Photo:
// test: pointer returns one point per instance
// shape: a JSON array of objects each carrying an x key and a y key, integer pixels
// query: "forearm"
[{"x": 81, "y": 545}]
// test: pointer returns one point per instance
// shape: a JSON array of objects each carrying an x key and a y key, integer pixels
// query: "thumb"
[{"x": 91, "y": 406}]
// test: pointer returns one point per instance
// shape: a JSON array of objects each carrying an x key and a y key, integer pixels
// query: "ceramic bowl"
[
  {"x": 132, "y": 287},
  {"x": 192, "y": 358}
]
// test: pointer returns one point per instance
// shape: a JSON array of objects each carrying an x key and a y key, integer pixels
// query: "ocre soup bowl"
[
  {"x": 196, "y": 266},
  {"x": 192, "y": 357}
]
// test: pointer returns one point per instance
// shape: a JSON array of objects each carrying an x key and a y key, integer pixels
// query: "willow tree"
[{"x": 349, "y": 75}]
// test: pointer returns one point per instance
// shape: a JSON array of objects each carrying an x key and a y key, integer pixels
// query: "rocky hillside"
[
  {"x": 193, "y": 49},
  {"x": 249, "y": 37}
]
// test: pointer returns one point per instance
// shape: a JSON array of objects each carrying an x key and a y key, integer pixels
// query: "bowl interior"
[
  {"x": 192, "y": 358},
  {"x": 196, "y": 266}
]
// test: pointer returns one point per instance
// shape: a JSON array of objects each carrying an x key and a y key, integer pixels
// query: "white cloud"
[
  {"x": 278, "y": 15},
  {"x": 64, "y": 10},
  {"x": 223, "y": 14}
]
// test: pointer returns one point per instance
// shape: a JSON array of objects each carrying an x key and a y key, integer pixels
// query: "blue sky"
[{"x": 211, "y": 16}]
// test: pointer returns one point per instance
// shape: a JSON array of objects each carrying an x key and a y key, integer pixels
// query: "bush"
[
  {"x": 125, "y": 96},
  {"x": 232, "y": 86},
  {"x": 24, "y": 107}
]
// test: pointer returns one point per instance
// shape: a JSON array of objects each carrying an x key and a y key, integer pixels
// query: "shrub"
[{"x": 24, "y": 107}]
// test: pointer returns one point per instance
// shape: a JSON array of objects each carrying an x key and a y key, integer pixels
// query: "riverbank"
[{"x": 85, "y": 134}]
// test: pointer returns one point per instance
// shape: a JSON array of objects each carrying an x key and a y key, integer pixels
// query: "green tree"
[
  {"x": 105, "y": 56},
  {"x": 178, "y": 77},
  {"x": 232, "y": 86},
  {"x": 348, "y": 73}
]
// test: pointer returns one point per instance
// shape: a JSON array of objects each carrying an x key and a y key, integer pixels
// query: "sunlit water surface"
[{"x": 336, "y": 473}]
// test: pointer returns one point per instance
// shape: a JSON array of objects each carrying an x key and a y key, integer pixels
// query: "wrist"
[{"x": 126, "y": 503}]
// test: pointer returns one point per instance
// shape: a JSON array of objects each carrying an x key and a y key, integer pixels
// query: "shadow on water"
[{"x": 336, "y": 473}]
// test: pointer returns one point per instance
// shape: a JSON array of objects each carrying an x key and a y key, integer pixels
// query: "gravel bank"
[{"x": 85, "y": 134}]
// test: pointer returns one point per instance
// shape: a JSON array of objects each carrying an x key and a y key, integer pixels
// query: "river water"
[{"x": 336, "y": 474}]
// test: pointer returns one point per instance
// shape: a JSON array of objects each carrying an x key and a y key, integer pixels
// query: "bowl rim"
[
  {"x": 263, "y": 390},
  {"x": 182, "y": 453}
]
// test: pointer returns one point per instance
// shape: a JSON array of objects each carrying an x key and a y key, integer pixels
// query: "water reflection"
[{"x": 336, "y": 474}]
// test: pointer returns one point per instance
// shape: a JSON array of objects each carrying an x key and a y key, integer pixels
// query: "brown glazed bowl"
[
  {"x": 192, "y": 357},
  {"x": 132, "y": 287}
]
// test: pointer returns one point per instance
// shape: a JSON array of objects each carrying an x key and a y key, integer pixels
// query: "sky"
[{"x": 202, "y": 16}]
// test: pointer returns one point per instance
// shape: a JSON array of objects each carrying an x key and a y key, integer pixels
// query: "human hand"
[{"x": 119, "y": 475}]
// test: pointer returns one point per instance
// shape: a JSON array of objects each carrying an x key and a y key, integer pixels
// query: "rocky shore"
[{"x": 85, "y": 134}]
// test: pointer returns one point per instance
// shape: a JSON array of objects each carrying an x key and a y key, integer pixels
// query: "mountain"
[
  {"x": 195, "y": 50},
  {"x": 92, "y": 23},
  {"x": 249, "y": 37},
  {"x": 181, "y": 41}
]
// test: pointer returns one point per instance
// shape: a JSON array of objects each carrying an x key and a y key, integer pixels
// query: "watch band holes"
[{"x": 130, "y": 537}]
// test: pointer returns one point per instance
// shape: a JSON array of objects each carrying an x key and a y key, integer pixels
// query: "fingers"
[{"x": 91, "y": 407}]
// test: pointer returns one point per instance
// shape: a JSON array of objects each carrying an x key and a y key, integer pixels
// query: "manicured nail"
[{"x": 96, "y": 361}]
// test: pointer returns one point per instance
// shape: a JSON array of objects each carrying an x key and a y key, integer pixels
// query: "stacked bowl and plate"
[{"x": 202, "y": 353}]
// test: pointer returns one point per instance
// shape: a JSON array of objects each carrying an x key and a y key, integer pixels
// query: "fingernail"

----------

§ **Instructions for the task**
Write out the whole listing again, exactly as it stands.

§ **Worked solution**
Photo:
// test: pointer returns one point per instance
// shape: a JSON array of objects each carrying an x key and a y key, integer pixels
// query: "forearm"
[{"x": 81, "y": 545}]
// test: pointer returns one point per instance
// shape: a JSON array of objects each carrying an x key and a y key, integer pixels
// query: "thumb"
[{"x": 91, "y": 406}]
// test: pointer returns one point per instance
// shape: a JSON array of objects each carrying an x key and a y key, integer pixels
// query: "ceramic bowl"
[
  {"x": 132, "y": 287},
  {"x": 192, "y": 358}
]
// test: pointer returns one point per instance
// shape: a JSON array of objects each carrying an x key and a y key, integer pixels
// query: "ocre soup bowl"
[
  {"x": 196, "y": 266},
  {"x": 192, "y": 357}
]
// test: pointer returns one point per instance
// shape: a JSON array of objects each carrying an x key and a y key, integer pixels
// query: "willow tree"
[{"x": 349, "y": 75}]
// test: pointer returns one point per instance
// shape: a JSON array of objects each carrying an x key and a y key, integer pixels
// query: "rocky hillside"
[
  {"x": 193, "y": 49},
  {"x": 249, "y": 37}
]
// test: pointer returns one point per instance
// shape: a JSON array of objects each carrying an x key and a y key, integer pixels
// query: "bowl interior"
[
  {"x": 192, "y": 358},
  {"x": 196, "y": 266}
]
// test: pointer returns one point per instance
// shape: a JSON array of objects each carrying an x key and a y key, integer pixels
// query: "white cloud"
[
  {"x": 278, "y": 15},
  {"x": 64, "y": 10},
  {"x": 223, "y": 14}
]
// test: pointer returns one point per instance
// shape: a JSON array of objects each carrying an x key and a y key, integer pixels
// query: "blue sky"
[{"x": 211, "y": 16}]
// test: pointer returns one point per instance
// shape: a JSON array of objects each carrying an x key and a y key, integer pixels
// query: "bush"
[
  {"x": 125, "y": 96},
  {"x": 232, "y": 86},
  {"x": 24, "y": 107}
]
// test: pointer returns one point per instance
// shape: a JSON array of objects each carrying an x key and a y key, integer pixels
// query: "shrub"
[{"x": 24, "y": 107}]
// test: pointer returns one point per instance
// shape: a JSON array of objects each carrying an x key and a y key, integer pixels
// query: "riverbank"
[{"x": 85, "y": 134}]
// test: pointer returns one point per instance
// shape: a JSON array of objects each carrying an x key and a y key, integer pixels
// query: "green tree"
[
  {"x": 105, "y": 56},
  {"x": 178, "y": 77},
  {"x": 232, "y": 86},
  {"x": 348, "y": 73}
]
// test: pointer returns one point per instance
// shape: a JSON array of objects each carrying an x key and a y key, integer pixels
// query: "sunlit water surface"
[{"x": 336, "y": 473}]
// test: pointer returns one point per instance
// shape: a JSON array of objects each carrying an x key and a y key, integer pixels
// query: "wrist"
[{"x": 126, "y": 503}]
// test: pointer returns one point per instance
// shape: a JSON array of objects each carrying an x key and a y key, integer pixels
// query: "shadow on water"
[{"x": 336, "y": 473}]
// test: pointer returns one point per instance
// shape: a JSON array of objects each carrying an x key and a y key, integer pixels
// query: "gravel bank"
[{"x": 85, "y": 134}]
// test: pointer returns one point per instance
// shape: a JSON array of objects each carrying an x key and a y key, integer pixels
// query: "river water"
[{"x": 336, "y": 474}]
// test: pointer returns one point per instance
// shape: a JSON array of objects each carrying an x key and a y key, integer pixels
// query: "bowl rim"
[
  {"x": 263, "y": 390},
  {"x": 182, "y": 453}
]
// test: pointer returns one point per instance
// shape: a JSON array of objects each carrying an x key and a y key, integer pixels
// query: "water reflection"
[{"x": 336, "y": 474}]
// test: pointer returns one point per instance
// shape: a JSON array of objects each carrying an x key and a y key, integer pixels
// query: "brown glazed bowl"
[
  {"x": 192, "y": 357},
  {"x": 132, "y": 287}
]
// test: pointer returns one point per instance
// shape: a JSON array of objects each carrying an x key and a y key, integer pixels
// query: "sky"
[{"x": 202, "y": 16}]
// test: pointer returns one point per instance
// shape: a JSON array of objects each carrying an x key and a y key, integer pixels
// query: "human hand"
[{"x": 119, "y": 475}]
// test: pointer returns one point per instance
// shape: a JSON array of objects each carrying an x key and a y key, integer pixels
// query: "rocky shore"
[{"x": 85, "y": 134}]
// test: pointer returns one point per instance
// shape: a JSON array of objects each carrying an x key and a y key, integer pixels
// query: "mountain"
[
  {"x": 195, "y": 50},
  {"x": 92, "y": 23},
  {"x": 249, "y": 37},
  {"x": 181, "y": 41}
]
// test: pointer returns one point per instance
// shape: a JSON array of objects each carrying an x key and a y key, integer pixels
// query: "watch band holes"
[{"x": 130, "y": 537}]
// test: pointer returns one point per instance
// shape: a JSON array of objects each carrying an x key and a y key, integer pixels
// query: "fingers"
[{"x": 91, "y": 407}]
// test: pointer returns one point per instance
// shape: a JSON array of objects each carrying an x key and a y key, integer pixels
// query: "manicured nail"
[{"x": 96, "y": 361}]
// test: pointer returns one point per instance
// shape: a JSON array of objects each carrying an x key and a y key, integer pixels
// query: "stacked bowl and plate"
[{"x": 202, "y": 353}]
// test: pointer returns one point per instance
// shape: a JSON array of objects each carrying an x key and a y key, integer pixels
// query: "fingernail"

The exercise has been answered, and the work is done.